***** TEXTAUSZUG

Krankheitskosten: «Sind noch lange nicht dort, wo wir hin sollten»
Im gestrigen «Vaterland»-Front-artikel erklärt Gesellschaftsminister Mauro Pedrazzini, angesprochen auf die Einführung des Hausarztsystems, wie Patienten in Kooperation mit den Leistungserbringern das aktuelle Gesundheitssystem ausnützen und die Kosten in die Höhe treiben würden: «Die Patienten im Land seien sehr verwöhnt vom hiesigen Service und wenn sie zum Spezialisten wollen, dann gehen sie laut Pedrazzini zum Hausarzt und holen sich die Überweisung.
In der Schweiz werden nun massive Korrekturmassnahmen im KVG vorgeschlagen, weil die Kosten immer weiter steigen. Unter anderem soll die Freie Arztwahl eingeschränkt und ein Hausarztmodell verpflichtend eingeführt werden. In Liechtenstein führte die VU im Jahr 2000 bereits ein solches ein. 2003 wurde es von der FBP-Alleinregierung aus politischen Gründen gleich wieder abgeschafft. «Parteipolitik ist der Regierung offenbar wichtiger als tragfähige Lösungen für ein schwieriges Problem», erklärte VU-Fraktionssprecher Peter Sprenger dazu im Oktober-Landtag 2003. Knapp 20 Jahre nach der Einführung durch die VU in Liechtenstein möchte nun der Bundesrat in der Schweiz darauf zurückgreifen, weil der Kostenexplosion offensichtlich nicht beizukommen ist.

**********
***** BEREITGESTELLTE ZEILEN

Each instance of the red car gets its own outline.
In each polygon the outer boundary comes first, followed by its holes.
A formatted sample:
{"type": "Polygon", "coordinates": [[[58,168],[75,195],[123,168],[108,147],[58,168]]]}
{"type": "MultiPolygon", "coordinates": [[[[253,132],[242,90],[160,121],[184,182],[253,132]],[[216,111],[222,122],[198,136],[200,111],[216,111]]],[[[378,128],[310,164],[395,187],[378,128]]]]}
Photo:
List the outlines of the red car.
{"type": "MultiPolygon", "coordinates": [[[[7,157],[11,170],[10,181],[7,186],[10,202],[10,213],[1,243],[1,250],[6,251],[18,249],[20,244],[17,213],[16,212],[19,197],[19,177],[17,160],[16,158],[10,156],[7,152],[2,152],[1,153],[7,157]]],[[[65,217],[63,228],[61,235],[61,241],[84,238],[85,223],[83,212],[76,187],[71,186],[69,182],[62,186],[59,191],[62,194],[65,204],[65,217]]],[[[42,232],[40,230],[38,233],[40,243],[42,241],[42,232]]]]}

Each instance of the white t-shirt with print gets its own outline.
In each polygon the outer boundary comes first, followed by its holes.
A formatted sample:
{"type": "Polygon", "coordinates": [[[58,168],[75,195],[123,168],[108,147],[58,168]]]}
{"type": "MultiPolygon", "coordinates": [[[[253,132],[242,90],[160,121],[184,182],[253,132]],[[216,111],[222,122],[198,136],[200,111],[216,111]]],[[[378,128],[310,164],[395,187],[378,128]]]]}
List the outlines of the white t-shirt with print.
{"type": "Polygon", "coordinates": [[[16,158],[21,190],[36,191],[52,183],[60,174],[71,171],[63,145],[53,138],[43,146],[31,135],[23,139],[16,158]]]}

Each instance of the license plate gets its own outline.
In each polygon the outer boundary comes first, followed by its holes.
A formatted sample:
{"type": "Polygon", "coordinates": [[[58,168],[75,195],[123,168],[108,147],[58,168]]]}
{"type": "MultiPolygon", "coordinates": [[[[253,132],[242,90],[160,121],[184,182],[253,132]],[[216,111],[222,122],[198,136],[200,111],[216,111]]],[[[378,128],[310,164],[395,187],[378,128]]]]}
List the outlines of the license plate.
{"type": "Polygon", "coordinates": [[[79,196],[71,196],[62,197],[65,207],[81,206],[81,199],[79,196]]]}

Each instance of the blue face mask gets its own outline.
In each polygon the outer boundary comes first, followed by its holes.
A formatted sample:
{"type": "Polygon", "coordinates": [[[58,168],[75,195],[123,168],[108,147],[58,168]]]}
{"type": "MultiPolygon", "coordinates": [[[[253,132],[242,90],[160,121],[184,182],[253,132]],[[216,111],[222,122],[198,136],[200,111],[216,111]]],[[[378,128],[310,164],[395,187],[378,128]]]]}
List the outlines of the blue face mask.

**********

■ ZU ERLEDIGEN:
**A)** Warum werden in der Schweiz laut dem Textauszug über die Krankheitskosten massive Korrekturmassnahmen im KVG vorgeschlagen? Antworte in ein bis drei Sätzen.
**B)** In welchem Jahr führte die VU in Liechtenstein laut dem Textauszug über die Krankheitskosten ein Hausarztmodell ein?
**C)** Schreibe den Textauszug über die Krankheitskosten nach seinem letzten Satz weiter.
Die Zeilen stammen aus einer anderen Quelle als der Textauszug über die Krankheitskosten.

■ ERGEBNISSE IN REIHENFOLGE:
**A)** Sie werden vorgeschlagen, weil die Kosten immer weiter steigen. Unter anderem soll deshalb die freie Arztwahl eingeschränkt und ein Hausarztmodell verpflichtend eingeführt werden.

**B)** Im Jahr 2000.

**C)**
Die Prämien und die Gesundheitskosten steigen stetig weiter. Die Effekte der jüngsten KVG-Revision sind damit auch in Liechtenstein verpufft. Der VU-Abgeordnete Christoph Wenaweser setzt sich schon lange für eine Stärkung der Hausarztmedizin ein. Er erklärte am 14. Juli 2018 im Vaterland: «Auch wenn die Prämien temporär verharren, der nächste Schub nach oben kommt bestimmt. Es ist verfrüht, eine erfolgreiche KVG-Revision zu feiern. Eingedenk der
gesamten Baustellen im Gesundheitswesen müssen wir uns viel eher eingestehen, dass wir insgesamt noch lange nicht dort sind, wo wir hin sollten.» Die aktuellen Entwicklungen zeigen, dass er damit leider Recht behält. Und das, obwohl vor allem jeder Kranke – Pedrazzini würde womöglich sagen: Bezüger von Gesundheitsdienstleistungen – mittlerweile mehr bezahlt. Auch die Einführung des Tarmed dämpfte nur vorübergehend die Kostensteigerung.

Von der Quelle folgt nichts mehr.